*Extract to read:*
[BEGIN]

In addition, the feature pyramid network [21], gated convolution network [27], Bidi-directional attention network [38] and coherent semantic attention network [40] all discuss the problem of image inpainting from different perspectives. Related experiments show that the above method generates new content with reasonable semantics in highly structured images (such as buildings, objects, people, landscapes, etc.). In addition, in tasks such as image style conversion [13, 24], image domain conversion [3, 25], image recoloring [4, 14] and image super-resolution reconstruction [34, 42], generative adversarial networks are also widely used.

3 Approach

The overall network architecture of the proposed algorithm in this paper is shown in Fig. 1.

Fig. 1
figure 1

The proposed network named as DGCA

The network adopts a two-stage architecture and consists of two parts: a label generation network \(G_{L}\) and a fine-grained content reconstruction network \(G_{R}\). Specifically, the label generation network is divided into two parallel structures, a rough content generator \(G_{C}\) and an edge generator \(G_{E}\).

3.1 Label generation network

3.1.1 Rough content generator

The rough content generator \(G_{C}\) is the structure of the label generation network and is used for generative pixel filling of missing images. Let \(I_{gt}\) be the true value image, and the missing image \(I_{mask}\) is as follows:

$$I_{mask} = I_{gt} \odot \left( {1 - M} \right)$$
(1)

Among them, \(M\) represents a binary mask (1 represents a missing area of the image, 0 represents an unmissed area), and \(\odot\) represents a Hadamard product.

The specific structure of the rough content generator is similar to the generator part of the Deep Residual Generative Adversarial Network (DRGAN). In the down-sampling and the up-sampling, this paper sets the convolutional kernel to \(3 \times 3\), and the step size is 2. At the same time, the design purpose of DRGAN is to perform super-resolution tasks, and in the repair task, due to the existence of large area missing, it is difficult for standard convolution to effectively extract the known information near some missing points. The known information is crucial for pixel reconstruction.

[END]

*Problems and tasks:*
1. Shorten the paragraph in the inpainting excerpt that starts "The network adopts a two-stage architecture" into a brief list that keeps its main facts.
2. Copy out everything in the inpainting excerpt from "Among them, \(M\)" down to "a Hadamard product.", word for word.

*Material:*
[BEGIN]

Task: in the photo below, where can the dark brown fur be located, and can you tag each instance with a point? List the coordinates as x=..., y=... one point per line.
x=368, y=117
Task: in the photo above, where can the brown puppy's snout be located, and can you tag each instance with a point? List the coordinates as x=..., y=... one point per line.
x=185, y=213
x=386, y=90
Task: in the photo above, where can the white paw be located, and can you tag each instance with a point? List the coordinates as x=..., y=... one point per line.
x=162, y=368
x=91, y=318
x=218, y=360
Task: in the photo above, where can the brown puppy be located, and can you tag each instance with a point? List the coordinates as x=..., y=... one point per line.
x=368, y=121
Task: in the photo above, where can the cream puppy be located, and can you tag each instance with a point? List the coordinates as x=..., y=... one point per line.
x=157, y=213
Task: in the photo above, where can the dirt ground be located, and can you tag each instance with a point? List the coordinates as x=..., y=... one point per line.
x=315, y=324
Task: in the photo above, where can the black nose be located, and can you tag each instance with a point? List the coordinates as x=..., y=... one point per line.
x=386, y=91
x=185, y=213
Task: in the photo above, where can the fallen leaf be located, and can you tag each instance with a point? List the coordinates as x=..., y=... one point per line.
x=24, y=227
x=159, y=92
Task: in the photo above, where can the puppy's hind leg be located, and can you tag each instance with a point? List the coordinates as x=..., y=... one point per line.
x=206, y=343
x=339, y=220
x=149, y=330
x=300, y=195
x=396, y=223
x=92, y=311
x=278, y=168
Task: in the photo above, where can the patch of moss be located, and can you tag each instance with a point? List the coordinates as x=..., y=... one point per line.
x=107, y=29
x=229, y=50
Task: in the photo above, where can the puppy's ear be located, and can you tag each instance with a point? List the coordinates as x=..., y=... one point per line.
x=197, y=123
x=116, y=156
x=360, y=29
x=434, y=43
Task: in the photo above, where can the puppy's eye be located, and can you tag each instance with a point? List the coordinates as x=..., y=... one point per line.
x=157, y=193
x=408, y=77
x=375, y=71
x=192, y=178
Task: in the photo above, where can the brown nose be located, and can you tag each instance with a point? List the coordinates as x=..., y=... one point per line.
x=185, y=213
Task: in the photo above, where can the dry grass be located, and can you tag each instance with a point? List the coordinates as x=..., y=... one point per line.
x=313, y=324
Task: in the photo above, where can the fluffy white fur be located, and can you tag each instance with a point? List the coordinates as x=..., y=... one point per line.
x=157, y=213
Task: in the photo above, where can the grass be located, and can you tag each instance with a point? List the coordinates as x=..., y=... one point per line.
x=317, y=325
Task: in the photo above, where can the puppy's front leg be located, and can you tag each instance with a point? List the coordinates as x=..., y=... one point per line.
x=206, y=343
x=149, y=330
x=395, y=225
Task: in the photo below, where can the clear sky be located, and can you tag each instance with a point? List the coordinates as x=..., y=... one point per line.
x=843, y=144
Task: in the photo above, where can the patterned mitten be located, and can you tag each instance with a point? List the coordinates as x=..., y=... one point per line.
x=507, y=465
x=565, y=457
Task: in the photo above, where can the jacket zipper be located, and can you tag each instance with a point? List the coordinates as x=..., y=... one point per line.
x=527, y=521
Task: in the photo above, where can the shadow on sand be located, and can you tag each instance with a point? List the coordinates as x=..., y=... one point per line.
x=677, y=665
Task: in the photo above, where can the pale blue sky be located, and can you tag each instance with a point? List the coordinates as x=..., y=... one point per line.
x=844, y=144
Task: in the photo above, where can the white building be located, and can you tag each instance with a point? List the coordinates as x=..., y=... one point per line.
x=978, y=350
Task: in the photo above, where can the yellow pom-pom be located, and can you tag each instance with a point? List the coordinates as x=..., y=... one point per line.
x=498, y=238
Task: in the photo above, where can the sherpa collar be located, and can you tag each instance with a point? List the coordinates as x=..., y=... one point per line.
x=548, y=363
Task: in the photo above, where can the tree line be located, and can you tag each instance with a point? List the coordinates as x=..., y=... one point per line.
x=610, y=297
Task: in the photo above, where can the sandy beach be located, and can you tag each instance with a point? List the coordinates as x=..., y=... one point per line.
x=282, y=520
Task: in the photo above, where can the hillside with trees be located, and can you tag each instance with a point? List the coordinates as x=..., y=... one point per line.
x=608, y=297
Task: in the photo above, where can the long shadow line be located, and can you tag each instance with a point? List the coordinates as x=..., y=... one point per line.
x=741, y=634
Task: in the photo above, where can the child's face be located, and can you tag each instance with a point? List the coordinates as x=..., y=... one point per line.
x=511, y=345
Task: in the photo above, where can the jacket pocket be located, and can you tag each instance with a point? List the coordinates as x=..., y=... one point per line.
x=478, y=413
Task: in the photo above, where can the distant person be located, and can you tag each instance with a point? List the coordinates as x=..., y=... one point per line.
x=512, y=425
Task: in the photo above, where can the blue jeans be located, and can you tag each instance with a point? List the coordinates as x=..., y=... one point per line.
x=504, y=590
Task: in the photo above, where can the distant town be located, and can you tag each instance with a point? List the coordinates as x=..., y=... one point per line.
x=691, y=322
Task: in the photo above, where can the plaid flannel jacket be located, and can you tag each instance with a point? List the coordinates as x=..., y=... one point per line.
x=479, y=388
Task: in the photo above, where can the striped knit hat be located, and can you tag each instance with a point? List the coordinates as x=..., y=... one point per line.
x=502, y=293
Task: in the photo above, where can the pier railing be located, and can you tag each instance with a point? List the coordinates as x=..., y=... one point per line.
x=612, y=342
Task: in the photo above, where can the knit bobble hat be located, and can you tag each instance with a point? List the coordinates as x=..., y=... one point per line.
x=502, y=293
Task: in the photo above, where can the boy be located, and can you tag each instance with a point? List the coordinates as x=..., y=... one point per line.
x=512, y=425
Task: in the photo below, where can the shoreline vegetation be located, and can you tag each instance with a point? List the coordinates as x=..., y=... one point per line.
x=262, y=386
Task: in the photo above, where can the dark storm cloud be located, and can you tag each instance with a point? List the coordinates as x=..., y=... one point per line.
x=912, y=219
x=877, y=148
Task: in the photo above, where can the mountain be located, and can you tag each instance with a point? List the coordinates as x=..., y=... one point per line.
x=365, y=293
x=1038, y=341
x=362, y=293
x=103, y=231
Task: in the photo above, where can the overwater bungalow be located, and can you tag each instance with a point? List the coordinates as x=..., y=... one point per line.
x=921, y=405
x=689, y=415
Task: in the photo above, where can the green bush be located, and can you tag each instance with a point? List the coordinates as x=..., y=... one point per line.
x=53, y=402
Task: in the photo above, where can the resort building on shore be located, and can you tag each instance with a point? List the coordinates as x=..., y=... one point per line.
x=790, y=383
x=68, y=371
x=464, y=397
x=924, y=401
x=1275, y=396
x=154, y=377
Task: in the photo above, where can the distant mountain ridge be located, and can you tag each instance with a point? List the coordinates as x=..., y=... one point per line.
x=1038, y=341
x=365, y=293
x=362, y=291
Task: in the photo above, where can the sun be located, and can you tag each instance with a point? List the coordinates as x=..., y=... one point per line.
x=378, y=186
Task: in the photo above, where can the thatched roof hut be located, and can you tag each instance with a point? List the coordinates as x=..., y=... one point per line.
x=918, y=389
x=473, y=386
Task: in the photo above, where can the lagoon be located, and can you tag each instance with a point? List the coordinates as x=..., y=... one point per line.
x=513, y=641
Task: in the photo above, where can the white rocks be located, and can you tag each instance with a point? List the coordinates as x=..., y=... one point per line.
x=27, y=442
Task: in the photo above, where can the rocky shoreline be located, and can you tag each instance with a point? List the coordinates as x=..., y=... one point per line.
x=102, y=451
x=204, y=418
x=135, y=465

[END]

*Answer set:*
1.
- The network has a two-stage architecture made of two parts: a label generation network (G_L) and a fine-grained content reconstruction network (G_R).
- The label generation network splits into two parallel structures: a rough content generator (G_C) and an edge generator (G_E).

2.
Among them, \(M\) represents a binary mask (1 represents a missing area of the image, 0 represents an unmissed area), and \(\odot\) represents a Hadamard product.